Shepard Fairey's aesthetic, which has so much to do with appropriating and re-imagining images -- is best understood through the lens of his many colorful influences.

“As a creative person I’ve always wanted to surround myself with inspiring things,” says Shepard Fairey, the artist and designer who is best known for his Obey Giant campaign and Obama Hope poster. “So I’ve collected books,” Fairey says, and “wandered around the street and photographed hand-painted signs and architecture.”


What’s the Big Idea?

Fairey’s aesthetic, which has so much to do with appropriating and re-imagining images — not to mention bending and breaking the rules — is best understood through the lens of his many colorful influences. And so if we were to follow Fairey down his rabbit hole of inspiration, we would find ourselves at the origins of the punk rock movement. A significant cultural moment occurred amidst the tumult of Paris in the spring of 1968, when punk aesthetics and radical politics converged.

- [Records provided]
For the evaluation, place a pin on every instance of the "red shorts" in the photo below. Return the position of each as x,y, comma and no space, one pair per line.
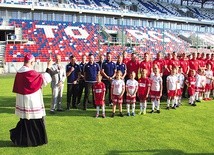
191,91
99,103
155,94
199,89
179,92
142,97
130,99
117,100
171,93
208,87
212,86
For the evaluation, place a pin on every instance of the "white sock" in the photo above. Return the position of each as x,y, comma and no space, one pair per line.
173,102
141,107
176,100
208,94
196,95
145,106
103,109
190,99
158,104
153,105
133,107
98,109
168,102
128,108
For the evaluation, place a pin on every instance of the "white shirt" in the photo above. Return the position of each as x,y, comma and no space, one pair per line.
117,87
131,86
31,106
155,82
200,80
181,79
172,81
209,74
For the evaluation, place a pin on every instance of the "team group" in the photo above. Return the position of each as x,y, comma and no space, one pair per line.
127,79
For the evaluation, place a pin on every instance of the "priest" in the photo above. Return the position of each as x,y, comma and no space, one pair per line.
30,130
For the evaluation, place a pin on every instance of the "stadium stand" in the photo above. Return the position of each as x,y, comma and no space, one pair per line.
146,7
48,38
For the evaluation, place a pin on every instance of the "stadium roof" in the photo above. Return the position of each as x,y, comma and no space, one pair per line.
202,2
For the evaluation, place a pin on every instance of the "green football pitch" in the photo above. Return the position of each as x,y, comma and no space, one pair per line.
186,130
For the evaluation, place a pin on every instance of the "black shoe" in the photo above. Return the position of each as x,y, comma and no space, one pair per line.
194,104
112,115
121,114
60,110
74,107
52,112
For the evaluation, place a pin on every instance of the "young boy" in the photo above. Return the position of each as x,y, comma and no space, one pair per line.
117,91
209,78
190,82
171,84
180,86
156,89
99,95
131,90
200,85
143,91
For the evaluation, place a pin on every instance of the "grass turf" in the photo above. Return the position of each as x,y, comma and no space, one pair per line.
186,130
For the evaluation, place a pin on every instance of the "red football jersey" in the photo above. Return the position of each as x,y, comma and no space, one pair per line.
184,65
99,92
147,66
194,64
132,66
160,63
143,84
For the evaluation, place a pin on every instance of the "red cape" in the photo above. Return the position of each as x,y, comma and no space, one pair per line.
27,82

- [Exercise set]
1) Please find every line in the entries that contains the word "white" and copy each one out, matching case.
2) Pick up the Shepard Fairey piece after its last sentence and keep writing.
These entries are unrelated to the Shepard Fairey piece.

- [Task-by-task answers]
1)
For the evaluation, place a pin on every instance of the "white sock" in the photo above. Return the position of each as x,y, comma and no space, one pair per line.
For the evaluation, place a pin on every instance of the "white shirt" in the photo above. Return the position of each as x,y, comma and no space, one pair per line.

2)
Sous les pavés, la plage. (Under the pavement, the beach.)

Playful slogans like this one were found spray-painted around Paris during the student uprising of May, ’68, when the Situationist movement reached its peak. This take-back-the-streets sensibility was later appropriated in the graphic design of punk rock artists like Jamie Reid, in the madman antics of Malcolm McLaren, and again found its gritty expression in the skateboarding culture that gave birth to Shepard Fairey’s aesthetic. 

While Fairey cut his teeth as a street artist collecting stickers and appropriating popular imagery, he has become a highly influential commercial artist and designer today. Fairey says he takes his cue — as anyone interested in design should, he says — from the graphic designer and filmmaker Saul Bass. 

More broadly speaking, Fairey says he enjoys scouring the digital landscape to find inspiration, whether it is in the form of vintage music videos, classic motion picture sequences or commercial campaigns. “Now with the computer and the ability to look at things on the Internet” he says, “there are so many other things you can discover that you don’t discover first-hand when you’re at the library or on the street.”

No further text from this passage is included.